- _Tarea asignada 1_
Cambia «pastores y maestros» por «guías y maestros» y escribe de nuevo el fragmento del documento sobre la Biblia que empieza con las palabras «Por eso no es» y termina con «deseamos tratar aquí.».
- _Tarea asignada 2_
Según el documento sobre la Biblia, ¿qué ha dado Dios a la Asamblea?
- _Tarea asignada 3_
Prolonga el documento sobre la Biblia a partir de su última oración.

- _Documento_
▬▬▬
La Sagrada Escritura es viva. El hombre no puede añadirle ni quitarle nada. Si no reconoce este hecho, será para su propio perjuicio, pero esto no cambiará ni quitará nada a la Palabra.
Por eso no es necesario que la interpretación de la Biblia esté fijada según las normas dictadas por algún Sínodo o Concilio, incluso si tuvieran la responsabilidad de mantener intacto lo que Dios les haya confiado. Dios llama a sus hijos a que lean individualmente Su Palabra, y quienes así se dejan guiar por el Espíritu de Dios siempre son llevados a lo que era desde el principio: el propósito del Espíritu Santo. Ciertamente Dios ha dado a la Asamblea pastores y maestros que la instruyen en lo que encontraron para su propio provecho espiritual, los cuales tienen así un llamamiento y una responsabilidad particulares, pero no es el asunto que deseamos tratar aquí.
La Biblia es verdaderamente un milagro. Desde que existe el mundo, muchos libros han sido escritos por historiadores, poetas, etc. Entre todos estos libros hay algunos, como las obras de Homero, que llegaron a ser modelos insuperables de literatura. Todas esas obras antiguas de Homero o Platón, entre los griegos, de Virgilio u Horacio, entre los romanos, y de Shakespeare, Goethe o Cervantes, entre los modernos, todos aquellos «monumentos literarios», por hermosos que sean, ¿dónde están, qué hacen? Se encuentran en las bibliotecas de sabios y de gente culta; educan el gusto, ejercitan la reflexión, elevan los sentimientos de una minoría que los pueden leer y comprender, pero nunca han dado la paz a ningún alma, y para la mayoría de los hombres siguen siendo incomprensibles.
▬▬▬
- _Registros aportados_

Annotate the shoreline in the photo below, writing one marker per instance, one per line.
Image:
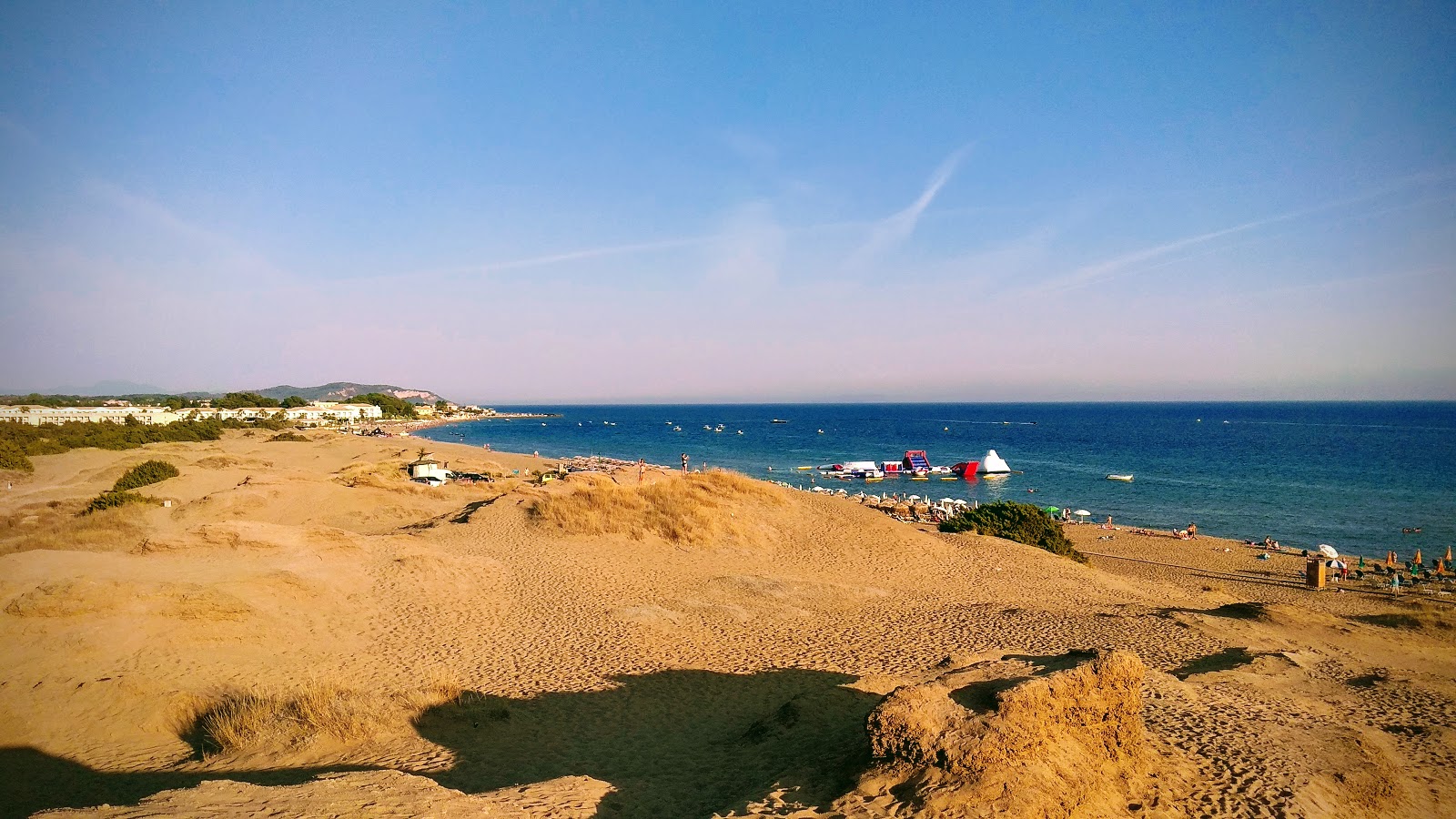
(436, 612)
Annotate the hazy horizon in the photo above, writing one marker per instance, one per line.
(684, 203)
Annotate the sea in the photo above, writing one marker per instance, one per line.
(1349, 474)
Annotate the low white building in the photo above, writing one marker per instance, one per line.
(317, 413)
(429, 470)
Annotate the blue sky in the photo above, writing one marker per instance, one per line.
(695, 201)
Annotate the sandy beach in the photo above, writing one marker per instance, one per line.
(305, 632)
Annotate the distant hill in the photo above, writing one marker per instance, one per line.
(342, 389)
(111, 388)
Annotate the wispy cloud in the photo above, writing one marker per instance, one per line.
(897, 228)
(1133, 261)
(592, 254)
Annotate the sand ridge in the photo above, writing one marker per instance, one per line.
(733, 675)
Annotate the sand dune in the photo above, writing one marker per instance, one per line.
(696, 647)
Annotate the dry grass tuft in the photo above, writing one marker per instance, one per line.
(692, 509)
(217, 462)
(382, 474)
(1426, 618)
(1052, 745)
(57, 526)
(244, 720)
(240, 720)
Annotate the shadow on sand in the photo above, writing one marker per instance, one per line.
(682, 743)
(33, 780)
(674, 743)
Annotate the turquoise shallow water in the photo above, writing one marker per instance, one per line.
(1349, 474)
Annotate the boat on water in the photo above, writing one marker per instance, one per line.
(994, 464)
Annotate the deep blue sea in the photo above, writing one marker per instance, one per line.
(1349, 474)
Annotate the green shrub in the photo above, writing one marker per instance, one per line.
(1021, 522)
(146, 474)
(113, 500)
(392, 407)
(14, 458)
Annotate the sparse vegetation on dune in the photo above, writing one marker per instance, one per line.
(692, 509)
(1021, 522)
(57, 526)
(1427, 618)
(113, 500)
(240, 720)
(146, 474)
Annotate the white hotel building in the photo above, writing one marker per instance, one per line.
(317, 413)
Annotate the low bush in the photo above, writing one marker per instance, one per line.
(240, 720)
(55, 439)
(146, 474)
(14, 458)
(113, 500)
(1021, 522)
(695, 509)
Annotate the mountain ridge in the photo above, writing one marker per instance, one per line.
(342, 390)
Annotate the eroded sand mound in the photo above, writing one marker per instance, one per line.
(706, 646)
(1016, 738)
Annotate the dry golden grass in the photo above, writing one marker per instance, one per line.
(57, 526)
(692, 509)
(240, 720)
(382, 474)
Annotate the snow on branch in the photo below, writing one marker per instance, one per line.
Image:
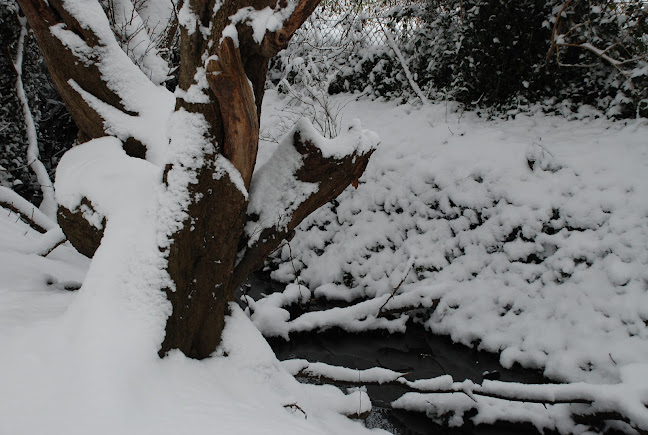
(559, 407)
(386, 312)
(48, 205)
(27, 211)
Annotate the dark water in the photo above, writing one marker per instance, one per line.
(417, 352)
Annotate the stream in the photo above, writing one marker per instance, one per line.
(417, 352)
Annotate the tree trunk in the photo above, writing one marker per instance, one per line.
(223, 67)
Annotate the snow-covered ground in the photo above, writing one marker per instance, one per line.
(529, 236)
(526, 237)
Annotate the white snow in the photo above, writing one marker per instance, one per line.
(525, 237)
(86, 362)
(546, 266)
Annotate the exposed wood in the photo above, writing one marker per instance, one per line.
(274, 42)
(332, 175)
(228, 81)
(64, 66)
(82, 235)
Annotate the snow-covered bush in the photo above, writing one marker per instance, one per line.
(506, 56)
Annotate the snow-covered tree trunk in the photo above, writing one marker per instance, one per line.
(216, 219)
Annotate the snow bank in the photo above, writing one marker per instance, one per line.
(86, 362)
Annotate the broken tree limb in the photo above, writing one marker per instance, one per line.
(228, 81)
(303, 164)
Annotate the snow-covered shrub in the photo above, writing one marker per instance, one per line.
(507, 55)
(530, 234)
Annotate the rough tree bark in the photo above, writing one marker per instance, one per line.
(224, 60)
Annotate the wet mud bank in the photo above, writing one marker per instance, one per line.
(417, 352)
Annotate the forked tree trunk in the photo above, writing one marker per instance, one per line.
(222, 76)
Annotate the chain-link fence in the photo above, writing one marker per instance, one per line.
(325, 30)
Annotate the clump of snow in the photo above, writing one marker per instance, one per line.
▬▬▬
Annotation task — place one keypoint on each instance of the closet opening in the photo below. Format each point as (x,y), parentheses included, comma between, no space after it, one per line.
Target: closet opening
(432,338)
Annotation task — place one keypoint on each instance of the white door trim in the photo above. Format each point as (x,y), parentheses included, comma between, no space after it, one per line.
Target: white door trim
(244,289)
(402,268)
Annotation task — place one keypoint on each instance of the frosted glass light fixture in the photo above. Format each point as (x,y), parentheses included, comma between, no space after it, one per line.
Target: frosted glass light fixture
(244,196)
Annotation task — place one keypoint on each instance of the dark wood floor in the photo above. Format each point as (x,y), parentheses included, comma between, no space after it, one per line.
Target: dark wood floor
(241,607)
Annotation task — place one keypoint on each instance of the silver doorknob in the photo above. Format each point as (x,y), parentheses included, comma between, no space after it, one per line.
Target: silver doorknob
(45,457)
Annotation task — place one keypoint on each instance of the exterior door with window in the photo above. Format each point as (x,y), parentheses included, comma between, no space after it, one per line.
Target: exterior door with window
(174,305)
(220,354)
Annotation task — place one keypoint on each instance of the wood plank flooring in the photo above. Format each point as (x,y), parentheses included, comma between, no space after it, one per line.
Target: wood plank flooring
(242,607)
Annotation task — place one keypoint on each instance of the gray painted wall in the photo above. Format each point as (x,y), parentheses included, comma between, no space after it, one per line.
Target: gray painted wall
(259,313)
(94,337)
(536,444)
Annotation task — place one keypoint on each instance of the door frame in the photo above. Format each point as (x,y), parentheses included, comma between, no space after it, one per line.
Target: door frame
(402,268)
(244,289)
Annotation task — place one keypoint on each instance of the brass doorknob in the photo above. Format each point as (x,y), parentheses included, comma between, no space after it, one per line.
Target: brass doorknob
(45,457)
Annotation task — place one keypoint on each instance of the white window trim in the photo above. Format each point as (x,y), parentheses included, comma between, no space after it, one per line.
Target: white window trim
▬▬▬
- _Respuesta 1_
Por eso no es necesario que la interpretación de la Biblia esté fijada según las normas dictadas por algún Sínodo o Concilio, incluso si tuvieran la responsabilidad de mantener intacto lo que Dios les haya confiado. Dios llama a sus hijos a que lean individualmente Su Palabra, y quienes así se dejan guiar por el Espíritu de Dios siempre son llevados a lo que era desde el principio: el propósito del Espíritu Santo. Ciertamente Dios ha dado a la Asamblea guías y maestros que la instruyen en lo que encontraron para su propio provecho espiritual, los cuales tienen así un llamamiento y una responsabilidad particulares, pero no es el asunto que deseamos tratar aquí.

- _Respuesta 2_
Pastores y maestros que la instruyen.

- _Respuesta 3_
Consideremos ahora la Biblia: se empezó antes de que los griegos pensasen en escribir libros; 1.600 años transcurrieron entre su principio y su fin. Reyes, sacerdotes, escribas, doctores, poetas, pastores, pescadores y publicanos trabajaron en ella; éstos no se conocían entre sí ni podían ponerse de acuerdo; los idiomas en que escribieron son ahora lenguas muertas y no se hablan en ningún sitio; pero incluso los niños disfrutan leyendo la Biblia, y los sabios la respetan. Grandes pensadores, como Newton, confesaban no poder agotarla, ni escudriñarla; almas sencillas encuentran refrigerio meditándola. Civilizados o no, los pueblos se inclinan ante su poder espiritual, y dondequiera que penetre, mejora el estado moral del ambiente. Reyes y emperadores se opusieron a ella; pero desaparecieron, mas la Biblia permanece; en eso se cumple lo dicho por el profeta Isaías: “Sécase la hierba, marchítase la flor; mas la palabra del Dios nuestro permanece para siempre” (Isaías 40:8; 1 Pedro 1:24-25). Es el único libro que ha sido traducido a la mayor parte de los idiomas conocidos, y el número de sus ejemplares excede, quizás, el de todos los demás libros juntos. El mundo la quiere ignorar, sin embargo, ella domina el mundo de norte a sur, y de este a oeste. Aquel que desconoce la Palabra de Dios, por muy culto que sea, no será más que un ignorante si le hablan de cosas morales o espirituales; hasta un joven buen conocedor de la Biblia podría confundirle. La crítica moderna ataca y carcome la Biblia con el fin de no dejarle ni un solo libro entero; pero las Sagradas Escrituras siguen siendo el libro que dirige e ilumina a millones de familias, las cuales incluso ignoran qué es la crítica moderna.
Y lo más importante aún es que la Biblia ha logrado lo que no pudo alcanzar ningún otro libro: ha dado, durante los siglos de su existencia, tranquilidad de la conciencia, paz al alma redimida, y ha sido el alimento espiritual de multitudes de personas de edad y posición social muy distintas. Las Escrituras siguen haciendo lo que ningún otro libro puede hacer: dar felicidad a los hombres en el mundo entero, de tal modo que puedan vivir y morir felices, e incluso, de ser necesario, padecer el martirio. La Biblia pudo realizar estas cosas, y un libro que tiene semejante poder es verdaderamente un milagro.
Podríamos citar los testimonios de escritores incrédulos famosos: Rousseau, Diderot, etc. Enemigos o amigos, todos reconocen que la Biblia es un milagro, que hizo y sigue haciendo milagros. ¿Acaso hubiera sido posible si la critica hubiese logrado demostrar que no podemos fiarnos de la autoridad de las Escrituras?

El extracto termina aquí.